-- PROBLEM DESCRIPTION --
Rewrite every one of the entries below, changing each "thickest part" to "widest part" and leaving the rest of the wording as it is.

-- INFORMATION SHOWN --

━━━━━━━━━━━━━━━━━━━━━━━━━━━━━━

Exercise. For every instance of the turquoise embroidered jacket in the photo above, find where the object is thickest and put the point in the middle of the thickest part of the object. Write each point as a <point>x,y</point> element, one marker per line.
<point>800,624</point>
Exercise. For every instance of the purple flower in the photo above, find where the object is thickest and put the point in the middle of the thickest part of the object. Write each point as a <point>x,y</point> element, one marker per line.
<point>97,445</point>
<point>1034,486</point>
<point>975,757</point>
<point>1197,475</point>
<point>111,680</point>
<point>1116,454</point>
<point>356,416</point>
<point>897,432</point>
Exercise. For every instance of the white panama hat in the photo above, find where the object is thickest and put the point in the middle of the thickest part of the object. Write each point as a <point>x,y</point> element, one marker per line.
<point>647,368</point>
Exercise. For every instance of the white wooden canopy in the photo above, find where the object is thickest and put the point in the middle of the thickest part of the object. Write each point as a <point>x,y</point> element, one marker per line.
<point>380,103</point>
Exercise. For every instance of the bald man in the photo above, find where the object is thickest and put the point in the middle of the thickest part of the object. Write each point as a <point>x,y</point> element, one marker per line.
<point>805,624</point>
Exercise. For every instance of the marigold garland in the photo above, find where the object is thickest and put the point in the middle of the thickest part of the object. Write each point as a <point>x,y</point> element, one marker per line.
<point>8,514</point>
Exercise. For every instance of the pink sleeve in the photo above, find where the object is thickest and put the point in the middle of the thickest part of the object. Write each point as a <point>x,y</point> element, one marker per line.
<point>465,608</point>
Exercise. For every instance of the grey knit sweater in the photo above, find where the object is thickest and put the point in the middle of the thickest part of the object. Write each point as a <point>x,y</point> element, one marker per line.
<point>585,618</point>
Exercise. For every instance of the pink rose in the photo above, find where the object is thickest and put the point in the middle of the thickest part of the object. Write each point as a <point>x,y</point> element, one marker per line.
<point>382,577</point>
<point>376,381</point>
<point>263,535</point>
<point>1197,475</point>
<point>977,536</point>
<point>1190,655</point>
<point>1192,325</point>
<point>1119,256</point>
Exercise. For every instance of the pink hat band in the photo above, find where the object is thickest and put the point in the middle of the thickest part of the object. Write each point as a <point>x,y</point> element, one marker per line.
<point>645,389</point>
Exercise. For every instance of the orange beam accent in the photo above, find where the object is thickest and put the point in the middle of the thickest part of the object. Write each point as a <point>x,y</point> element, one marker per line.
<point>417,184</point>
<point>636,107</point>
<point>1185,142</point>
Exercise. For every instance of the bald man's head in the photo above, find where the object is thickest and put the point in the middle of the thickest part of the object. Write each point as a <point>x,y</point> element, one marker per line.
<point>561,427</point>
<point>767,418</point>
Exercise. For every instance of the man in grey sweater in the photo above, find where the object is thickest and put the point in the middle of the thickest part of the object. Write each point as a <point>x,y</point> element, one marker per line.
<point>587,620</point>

━━━━━━━━━━━━━━━━━━━━━━━━━━━━━━

-- FINAL RESULT --
Exercise. For every instance of the turquoise embroidered jacket in the photo above, find where the object is thickest and put the point in the middle of the widest part of the object. Write each point as a <point>x,y</point> element, one marker per line.
<point>800,624</point>
Exercise. For every instance of the purple flower in the photo above, find where the object is thickest and put the point in the middle of the widest part of the object. Write each point as a <point>x,y</point> element, one marker per line.
<point>97,445</point>
<point>1034,486</point>
<point>975,757</point>
<point>1197,475</point>
<point>111,680</point>
<point>1116,454</point>
<point>356,416</point>
<point>897,432</point>
Exercise. For every instance of the white panama hat in the photo above, find where the object is thickest and put the point in the middle of the widest part of the object. Write each point as a <point>x,y</point> element, one marker per line.
<point>647,368</point>
Exercise. For every instance of the white wooden canopy in the photo above, find where the object is thickest and put the point in the middle of the widest part of the object. Write each point as a <point>x,y</point> element, one marker per line.
<point>380,103</point>
Exercise. For every instance of the bald man in the photo above, find where the object is thickest and put the point in the middle of the widest part of the object. Write each point as a <point>x,y</point> element, one marker per line.
<point>805,624</point>
Exercise. For every instance of the marigold garland in the photo above, find where the object is thickest and put the point in the middle of the widest part of the object. Write each point as a <point>x,y</point> element, one marker per line.
<point>8,514</point>
Exercise. For every instance of the pink sleeve in the photo above, find where the object is thickest and put the point in the middle of the widest part of the object. Write each point as a <point>x,y</point> element, one marker per line.
<point>465,608</point>
Exercise. For every instance of the grey knit sweater in the photo above, find where the object is thickest and put the point in the middle of the widest part of the object. Write each point as a <point>x,y</point> element, one marker per line.
<point>585,618</point>
Exercise. For every instance of the pink rose in the photo above, find where the object is thickest and put the point in the middle of the widest part of the object. Write each point as a <point>x,y</point> element, one marker per line.
<point>382,577</point>
<point>376,381</point>
<point>263,535</point>
<point>1197,475</point>
<point>977,536</point>
<point>1190,655</point>
<point>1192,325</point>
<point>1119,256</point>
Exercise. For every instance of the pink hat band in the photo above, find where the object is thickest and put the point in the middle of the widest part of the object. Write each point as a <point>x,y</point> element, one marker per line.
<point>645,389</point>
Exercise. For every instance of the orange beam accent in the photo above, find where the object is thickest and put the point in the middle of the widest part of the object. Write each point as a <point>x,y</point> element, one marker per line.
<point>417,184</point>
<point>636,107</point>
<point>1185,142</point>
Exercise. For every instance of the bald man's head in the photo above, find where the object is thickest and put the point in the middle of the widest part of the object. Write each point as a <point>x,y</point> element, one marker per line.
<point>561,427</point>
<point>767,418</point>
Exercise. For every instance of the man in grey sweater in the photo above, find where the object is thickest and put the point in the middle of the widest part of the object. Write each point as a <point>x,y</point> element, one marker per line.
<point>587,620</point>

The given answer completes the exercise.